### Задача
В тексте о символизме в музыке замените «гобоя» на «кларнета» во фрагменте, который открывается словами «Самую простую и понятную» и завершается словами «арфы – с переливами воды.». Приведите этот фрагмент целиком.
==== Текст
Символизм в музыке определяет связь между музыкальными и экстра-музыкальными элементами, такими, как другие виды искусства, предметы, человек или эмоциональное состояние. Эта связь присутствовала уже в мадригалах и мотетах эпохи Возрождения, в которых тесситура и гармония находились в тесном соотношении с поэтическим текстом. В этих произведениях восходящие музыкальные фигуры символизировали радость и приподнятость духа, а нисходящие – грусть и страдания, а применение пения на три голоса отождествлялось со Святой Троицей. Во времена Барокко особое значение приобрела нумерология, то есть включение в партитуру музыкальных оборотов с обыгрыванием «священных» цифр 3, 7, 9 и 12, а также ассоциации с тональностями и их окраской. Так, например, французский композитор Марк-Антуан Шарпантье в одной из своих работ о музыке писал, что диезные тональности передают позитивное настроение и радость, а бемольные наоборот – переживания и волнения. Согласно трактовке того времени, тональности с тремя бемолями обозначали Троицу, а с тремя диезами – Крест и Распятие.

Самую простую и понятную символическую нагрузку несут музыкальные инструменты. Звучание того или иного инструмента получило такую же прочную ассоциацию с окружающим миром, как всем привычные символические характеристики животных: лиса – хитрая, баран – упрямый, заяц – трусливый и т. д. Так, звучание гобоя часто ассоциируется с деревенскими сценами, звуки флейты и скрипки в верхнем регистре – с пением птиц, трубы – с военными событиями, валторны – с охотой, арфы – с переливами воды.

Другим распространенным символистским методом стала передача закодированного сообщения, введенного в музыкальное произведение посредством конкретного мотива. Например, четыре ноты си бемоль-ля-до-си известны как «мотив Баха», в котором каждая из нот обозначает буквы фамилии композитора. Сам Бах использовал его в завершении четвертой канонической вариации «Vom Himmel hoch, da komm ich her», BWV 769, а также в «Страданиях по Матфею». Этот мотив часто включался другими композиторами как посвящение гениальному музыканту. Примеры: Р. Шуман «Шесть фуг для органа или ф-но», Ф. Лист «Фантазия и фуга для органа на тему B-A-C-H», Н. А. Римский-Корсаков «Вариации BACH для фортепиано», М. Регер «Фантазия и фуга для органа на тему BACH».

Еще одной известной музыкальной монограммой являются инициалы Дмитрия Шостаковича, в немецкой транскрипции DSCH: ре-ми бемоль-до-си, впервые использованной композитором в 10-й Симфонии. Другой знаменитый русский композитор, Александр Скрябин, в симфонической поэме «Прометей» обращается к символу, рожденному в результате объединения музыки и света. Поначалу суть «световой музыки» мыслилась им элементарно, как своего рода цветовая «визуализация» тональностей и аккордов, но позже он пришел к идее более сложных, контрапунктических взаимоотношений между музыкой и светом, и появились образы и фигуры символического содержания, такие как «молния», «облака», «волны».
========
==== Материал
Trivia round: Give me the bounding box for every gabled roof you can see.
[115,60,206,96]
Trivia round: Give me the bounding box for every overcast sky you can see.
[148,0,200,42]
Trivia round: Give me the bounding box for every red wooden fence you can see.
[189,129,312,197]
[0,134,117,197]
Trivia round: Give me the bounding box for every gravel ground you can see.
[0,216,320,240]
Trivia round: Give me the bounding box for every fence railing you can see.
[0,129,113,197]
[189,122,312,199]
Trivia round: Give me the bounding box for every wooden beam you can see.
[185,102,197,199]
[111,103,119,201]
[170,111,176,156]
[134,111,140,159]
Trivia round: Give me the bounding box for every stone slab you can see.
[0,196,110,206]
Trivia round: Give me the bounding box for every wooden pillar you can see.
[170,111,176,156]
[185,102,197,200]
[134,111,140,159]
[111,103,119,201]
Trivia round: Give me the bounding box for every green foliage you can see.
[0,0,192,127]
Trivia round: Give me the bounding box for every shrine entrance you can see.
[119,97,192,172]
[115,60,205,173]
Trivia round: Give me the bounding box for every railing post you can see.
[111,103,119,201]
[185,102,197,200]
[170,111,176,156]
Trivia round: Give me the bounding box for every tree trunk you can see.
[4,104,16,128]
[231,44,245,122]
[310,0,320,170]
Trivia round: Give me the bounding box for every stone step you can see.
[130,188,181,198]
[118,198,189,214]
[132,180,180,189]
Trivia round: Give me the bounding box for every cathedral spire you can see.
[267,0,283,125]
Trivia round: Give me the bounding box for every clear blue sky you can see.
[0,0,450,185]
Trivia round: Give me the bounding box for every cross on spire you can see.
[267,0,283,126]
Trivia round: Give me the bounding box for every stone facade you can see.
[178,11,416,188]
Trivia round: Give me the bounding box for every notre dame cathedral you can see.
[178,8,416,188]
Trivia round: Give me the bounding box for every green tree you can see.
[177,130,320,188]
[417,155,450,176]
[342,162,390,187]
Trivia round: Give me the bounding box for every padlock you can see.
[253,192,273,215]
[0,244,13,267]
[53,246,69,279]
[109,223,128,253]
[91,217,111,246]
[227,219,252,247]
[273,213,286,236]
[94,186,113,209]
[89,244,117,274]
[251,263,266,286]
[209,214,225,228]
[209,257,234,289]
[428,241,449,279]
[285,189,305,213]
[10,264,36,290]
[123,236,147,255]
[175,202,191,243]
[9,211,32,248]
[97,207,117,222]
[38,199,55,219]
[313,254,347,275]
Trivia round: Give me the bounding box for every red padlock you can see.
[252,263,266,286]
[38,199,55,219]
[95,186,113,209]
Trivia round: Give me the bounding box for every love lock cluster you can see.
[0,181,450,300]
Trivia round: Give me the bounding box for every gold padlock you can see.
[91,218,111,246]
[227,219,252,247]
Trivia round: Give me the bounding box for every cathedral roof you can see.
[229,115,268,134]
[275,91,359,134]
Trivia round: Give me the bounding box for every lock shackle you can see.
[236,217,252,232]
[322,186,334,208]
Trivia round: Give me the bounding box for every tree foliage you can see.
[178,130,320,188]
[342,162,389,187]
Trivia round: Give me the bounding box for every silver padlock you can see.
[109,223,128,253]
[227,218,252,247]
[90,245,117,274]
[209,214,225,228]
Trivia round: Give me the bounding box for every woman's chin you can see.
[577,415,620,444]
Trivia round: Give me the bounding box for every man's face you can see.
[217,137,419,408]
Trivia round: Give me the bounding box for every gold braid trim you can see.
========
### Полный ответ
Самую простую и понятную символическую нагрузку несут музыкальные инструменты. Звучание того или иного инструмента получило такую же прочную ассоциацию с окружающим миром, как всем привычные символические характеристики животных: лиса – хитрая, баран – упрямый, заяц – трусливый и т. д. Так, звучание кларнета часто ассоциируется с деревенскими сценами, звуки флейты и скрипки в верхнем регистре – с пением птиц, трубы – с военными событиями, валторны – с охотой, арфы – с переливами воды.